* _Tekst do analizy_
......
Zrobiono mi usg,na którym nie stwierdzono ubytku wód. Lekarz uspokajał. Wciąż jednak nikt nie potrafił wytłumaczyć skąd ta dziwna, obfita wydzielina. Było mi bardzo ciężko. Mojemu mężowi również - bardzo się zestresował a miał ograniczone możliwości bycia przy mnie, bo opiekował się Karolką.
To była sobota, już pamiętam, bo pamiętam, że mój lekarz w niedziele przyjechał do szpitala specjalnie do mnie i jeszcze jednej pacjentki. Jeszcze wcześniej był u mnie Mateusz, któremu się też wypłakałam.. Bo wtedy po raz pierwszy dotknęłam możliwości najgorszego scenariusza... płacząc powiedziałam mu, że jakby się nie udało to ja już nie będę mieć więcej dzieci, to ponad moje siły.
......
* _Dane do ćwiczenia_

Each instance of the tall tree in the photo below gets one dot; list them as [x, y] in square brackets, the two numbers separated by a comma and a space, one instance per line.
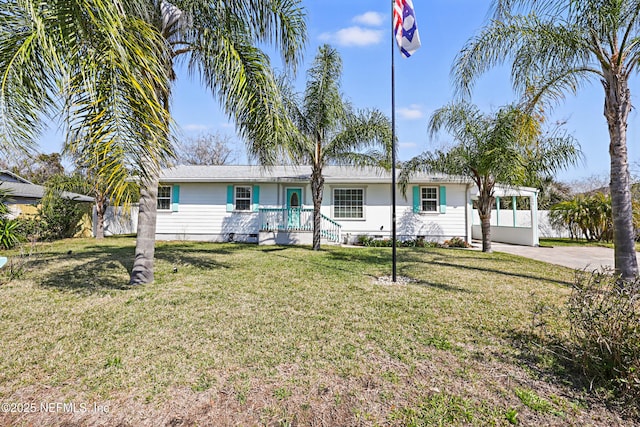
[555, 47]
[207, 149]
[218, 42]
[327, 129]
[55, 58]
[98, 66]
[508, 147]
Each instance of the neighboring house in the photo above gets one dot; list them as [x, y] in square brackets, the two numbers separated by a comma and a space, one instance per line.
[25, 196]
[274, 205]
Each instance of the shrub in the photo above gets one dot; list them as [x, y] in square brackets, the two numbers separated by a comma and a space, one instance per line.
[604, 316]
[59, 218]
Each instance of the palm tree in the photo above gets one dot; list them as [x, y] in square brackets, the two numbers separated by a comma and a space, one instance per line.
[217, 41]
[555, 47]
[328, 129]
[507, 147]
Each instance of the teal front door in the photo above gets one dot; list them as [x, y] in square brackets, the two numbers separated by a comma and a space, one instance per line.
[294, 204]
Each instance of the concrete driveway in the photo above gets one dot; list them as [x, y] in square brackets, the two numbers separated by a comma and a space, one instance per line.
[577, 257]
......
* _Zadanie do wykonania_
Przytocz bez zmian fragment tekstu do analizy, który otwierają słowa zawierające „Zrobiono mi usg,na”, a zamykają słowa „opiekował się Karolką.”.

* _Oczekiwana odpowiedź_
Zrobiono mi usg,na którym nie stwierdzono ubytku wód. Lekarz uspokajał. Wciąż jednak nikt nie potrafił wytłumaczyć skąd ta dziwna, obfita wydzielina. Było mi bardzo ciężko. Mojemu mężowi również - bardzo się zestresował a miał ograniczone możliwości bycia przy mnie, bo opiekował się Karolką.